(Collection entries)
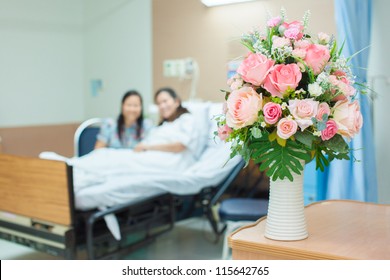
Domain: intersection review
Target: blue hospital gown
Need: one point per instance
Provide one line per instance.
(109, 134)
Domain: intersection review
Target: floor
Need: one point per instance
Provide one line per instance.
(189, 239)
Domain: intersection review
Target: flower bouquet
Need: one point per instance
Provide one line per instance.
(292, 100)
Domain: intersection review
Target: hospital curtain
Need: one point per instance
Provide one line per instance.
(355, 179)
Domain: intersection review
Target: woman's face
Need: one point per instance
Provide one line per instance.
(131, 109)
(167, 105)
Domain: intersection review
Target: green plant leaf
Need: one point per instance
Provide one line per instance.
(305, 137)
(279, 162)
(337, 144)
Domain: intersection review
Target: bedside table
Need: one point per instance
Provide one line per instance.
(338, 229)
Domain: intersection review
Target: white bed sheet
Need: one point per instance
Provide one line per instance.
(211, 169)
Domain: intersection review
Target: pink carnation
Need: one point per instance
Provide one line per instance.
(272, 112)
(255, 68)
(323, 109)
(243, 106)
(282, 78)
(317, 56)
(329, 131)
(293, 30)
(286, 128)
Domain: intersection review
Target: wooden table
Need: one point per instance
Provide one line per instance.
(338, 229)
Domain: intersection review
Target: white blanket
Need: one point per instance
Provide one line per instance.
(121, 184)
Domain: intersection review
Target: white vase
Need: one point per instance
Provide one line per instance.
(286, 217)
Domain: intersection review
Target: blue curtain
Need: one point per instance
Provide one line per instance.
(355, 179)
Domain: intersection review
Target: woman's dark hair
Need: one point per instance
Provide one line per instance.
(121, 118)
(179, 111)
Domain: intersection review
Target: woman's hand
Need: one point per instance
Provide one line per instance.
(140, 147)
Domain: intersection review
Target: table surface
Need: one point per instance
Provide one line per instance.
(338, 229)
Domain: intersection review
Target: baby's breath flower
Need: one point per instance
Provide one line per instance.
(317, 133)
(315, 89)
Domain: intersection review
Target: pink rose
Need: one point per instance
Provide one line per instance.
(272, 112)
(255, 68)
(316, 57)
(329, 131)
(282, 78)
(293, 30)
(243, 106)
(348, 117)
(323, 109)
(286, 128)
(301, 53)
(273, 22)
(302, 44)
(224, 132)
(303, 111)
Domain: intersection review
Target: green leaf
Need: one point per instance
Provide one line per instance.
(305, 137)
(256, 132)
(337, 144)
(279, 162)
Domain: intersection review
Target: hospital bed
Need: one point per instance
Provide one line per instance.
(39, 207)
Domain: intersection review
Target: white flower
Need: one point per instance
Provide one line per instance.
(315, 89)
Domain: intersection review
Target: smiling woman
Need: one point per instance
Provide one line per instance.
(130, 127)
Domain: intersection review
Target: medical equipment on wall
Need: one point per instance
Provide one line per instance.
(184, 69)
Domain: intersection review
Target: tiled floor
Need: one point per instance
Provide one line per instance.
(189, 239)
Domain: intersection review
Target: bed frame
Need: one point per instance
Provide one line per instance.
(37, 210)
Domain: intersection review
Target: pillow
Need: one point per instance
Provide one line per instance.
(200, 110)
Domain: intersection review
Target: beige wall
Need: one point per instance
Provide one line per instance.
(186, 28)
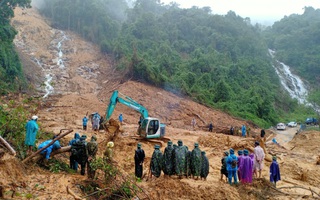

• _ACTIVITY_: Transcribe every entry word for word, but skip the pictures.

• _EXERCISE OUTPUT_:
Domain: intersection review
Target: blue hospital gown
Need: one point per instance
Provide one line per instance.
(109, 134)
Domain: intersection review
Target: floor
Need: one point per instance
Provide one line per instance.
(189, 239)
Domain: intersection review
Target: flower bouquet
Need: one point per instance
Provide one line per instance.
(292, 100)
Domain: intersection review
Target: hospital curtain
Need: one point per instance
Provide one line per instance.
(355, 179)
Domain: intersection review
Target: woman's face
Need: one point per instance
Provide one line per instance.
(131, 109)
(167, 105)
Domain: intersection review
Target: green plant leaf
Need: one point per instance
Provide one line per instance.
(305, 137)
(279, 162)
(337, 144)
Domain: intersection review
Target: bedside table
Need: one point per instance
Provide one line per instance.
(338, 229)
Domain: intersection review
Target: white bed sheet
Need: one point per instance
Provide one line per instance.
(211, 169)
Domain: intersection review
Target: pink carnation
Need: one point per instance
Provide one line per instance.
(272, 112)
(255, 68)
(323, 109)
(243, 106)
(282, 78)
(317, 56)
(329, 131)
(293, 30)
(286, 128)
Domain: intersection review
Target: wooden table
Need: one point per instance
Provide one line per instance.
(338, 229)
Domain: intersection review
Target: white blanket
Need: one point per instance
Provide one line per instance.
(121, 184)
Domain: intersection review
Target: white vase
Need: one point per instance
Provide one line per instance.
(286, 217)
Domain: intersection review
Target: blue curtain
Need: one point per instance
Provide one line per instance.
(355, 179)
Domain: intersection review
Target: woman's dark hair
Need: one point per instance
Provide one line per instance.
(121, 118)
(179, 111)
Domain: intersection review
Target: woman's hand
Need: one point per instance
Provide one line per instance.
(140, 147)
Domain: intersection review
Target: table surface
Need: one point per instance
Provide one line per instance.
(338, 229)
Domain: intersection review
Target: baby's breath flower
Need: one point per instance
Provide one line per instance.
(317, 133)
(315, 89)
Domain: intersection review
Target: pink rose
Need: one point per instance
Provide one line per instance.
(272, 112)
(255, 68)
(316, 57)
(329, 131)
(282, 78)
(293, 30)
(243, 106)
(348, 117)
(323, 109)
(286, 128)
(301, 53)
(273, 22)
(302, 44)
(224, 132)
(303, 111)
Domain: intersection review
Target: green leaf
Need: one point per instance
Provide one line per instance.
(305, 137)
(256, 132)
(337, 144)
(279, 162)
Domain: intersection review
Target: hospital bed
Need: one point per instance
Provide one line per instance.
(39, 207)
Domain: intersection review
Target: white flower
Need: one point per instance
Provide one line per instance.
(315, 89)
Domain: intersection review
Target: smiling woman
Need: one point per instance
Provide one line per instance.
(130, 127)
Domain: intersection review
Target: medical equipment on wall
Need: one point per instance
Provide one line per instance.
(184, 69)
Domain: intersection review
Target: tiled floor
Need: one point per instance
Provide one line per instance.
(189, 239)
Domain: intersection review
Target: bed frame
Need: one point per instance
Provide one line per instance.
(37, 210)
Domain: intersection review
Target: pillow
Need: one point per instance
Provide one line per instance.
(200, 110)
Domain: intersection review
Target: beige wall
Need: one point per instance
Provide one line per instance.
(186, 28)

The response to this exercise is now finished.